<<<<
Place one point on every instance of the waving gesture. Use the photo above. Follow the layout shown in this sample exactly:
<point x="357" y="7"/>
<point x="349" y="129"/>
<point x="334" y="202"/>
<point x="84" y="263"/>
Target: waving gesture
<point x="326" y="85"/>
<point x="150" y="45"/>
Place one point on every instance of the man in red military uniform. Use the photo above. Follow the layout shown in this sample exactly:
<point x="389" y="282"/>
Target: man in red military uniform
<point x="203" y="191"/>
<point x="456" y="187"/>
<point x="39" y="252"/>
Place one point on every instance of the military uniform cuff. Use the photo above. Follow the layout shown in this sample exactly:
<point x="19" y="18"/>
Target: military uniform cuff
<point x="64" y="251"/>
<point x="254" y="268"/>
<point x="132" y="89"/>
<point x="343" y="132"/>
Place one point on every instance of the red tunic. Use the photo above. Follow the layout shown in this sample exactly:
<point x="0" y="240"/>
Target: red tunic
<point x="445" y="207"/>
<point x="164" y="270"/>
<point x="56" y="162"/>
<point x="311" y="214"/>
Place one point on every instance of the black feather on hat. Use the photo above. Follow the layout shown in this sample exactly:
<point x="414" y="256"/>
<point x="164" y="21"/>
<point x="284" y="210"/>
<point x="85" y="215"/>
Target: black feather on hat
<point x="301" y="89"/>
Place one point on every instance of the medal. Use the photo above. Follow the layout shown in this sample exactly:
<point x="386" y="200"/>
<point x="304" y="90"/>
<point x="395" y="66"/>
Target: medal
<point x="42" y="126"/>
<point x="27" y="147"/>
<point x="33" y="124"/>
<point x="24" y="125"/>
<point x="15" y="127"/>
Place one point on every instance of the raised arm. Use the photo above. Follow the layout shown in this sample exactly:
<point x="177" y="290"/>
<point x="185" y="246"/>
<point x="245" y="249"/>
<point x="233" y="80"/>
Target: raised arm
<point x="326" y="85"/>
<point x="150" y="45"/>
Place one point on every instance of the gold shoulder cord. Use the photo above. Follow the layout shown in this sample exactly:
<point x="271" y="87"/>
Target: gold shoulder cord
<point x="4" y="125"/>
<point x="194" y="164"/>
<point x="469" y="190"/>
>>>>
TO DO
Convert every line of the rows above into a Markdown table with the columns Number and Line, pairing each line's sequential number with its text and omitting blank lines.

WORKED SOLUTION
| Number | Line |
|---|---|
| 1 | Place one point on every instance of the waving gesture. Use the photo above. Follow the layout shown in this sample exactly: |
| 2 | <point x="357" y="7"/> |
| 3 | <point x="349" y="129"/> |
| 4 | <point x="334" y="202"/> |
| 5 | <point x="84" y="263"/> |
| 6 | Target: waving gesture |
| 7 | <point x="326" y="85"/> |
| 8 | <point x="150" y="45"/> |
| 9 | Place one point on every instance of the man in red military uniform. Use the photo above. Follow the layout shown in this sample exactly: |
| 10 | <point x="389" y="282"/> |
| 11 | Target: man in red military uniform |
| 12 | <point x="203" y="191"/> |
| 13 | <point x="456" y="187"/> |
| 14 | <point x="39" y="252"/> |
| 15 | Place one point on every instance of the military uniform cuff. Use the photo above. Follow the layout shown in this sample exactly: |
| 16 | <point x="19" y="18"/> |
| 17 | Target: military uniform cuff |
| 18 | <point x="64" y="251"/> |
| 19 | <point x="254" y="268"/> |
| 20 | <point x="132" y="89"/> |
| 21 | <point x="343" y="132"/> |
| 22 | Place one point on every instance of the red tunic. Use the photo above. Follow the layout shown in this sample exactly: |
| 23 | <point x="0" y="240"/> |
| 24 | Target: red tunic |
| 25 | <point x="445" y="207"/> |
| 26 | <point x="164" y="270"/> |
| 27 | <point x="56" y="162"/> |
| 28 | <point x="311" y="214"/> |
| 29 | Place one point on every instance of the black feather on hat. Use the photo above. Follow the layout shown in this sample exactly: |
| 30 | <point x="414" y="256"/> |
| 31 | <point x="164" y="21"/> |
| 32 | <point x="284" y="210"/> |
| 33 | <point x="85" y="215"/> |
| 34 | Target: black feather on hat |
| 35 | <point x="301" y="89"/> |
| 36 | Place one point on every instance of the medal. Use the photo above. Follow the layout shown in this sample exactly: |
| 37 | <point x="386" y="200"/> |
| 38 | <point x="304" y="90"/> |
| 39 | <point x="395" y="66"/> |
| 40 | Target: medal |
| 41 | <point x="42" y="126"/> |
| 42 | <point x="27" y="147"/> |
| 43 | <point x="33" y="124"/> |
| 44 | <point x="24" y="125"/> |
| 45 | <point x="15" y="127"/> |
| 46 | Place one point on every instance of the raised arm. Use the photo above. Follow the layout shown in this sample exactly: |
| 47 | <point x="177" y="290"/> |
| 48 | <point x="185" y="246"/> |
| 49 | <point x="245" y="249"/> |
| 50 | <point x="233" y="80"/> |
| 51 | Target: raised arm |
| 52 | <point x="326" y="85"/> |
| 53 | <point x="150" y="45"/> |
| 54 | Place one point on every instance of the gold shoulder cord. Use the photo above. Follow the layout shown in this sample exactly: |
| 55 | <point x="271" y="87"/> |
| 56 | Target: gold shoulder cord |
| 57 | <point x="4" y="125"/> |
| 58 | <point x="194" y="164"/> |
| 59 | <point x="469" y="190"/> |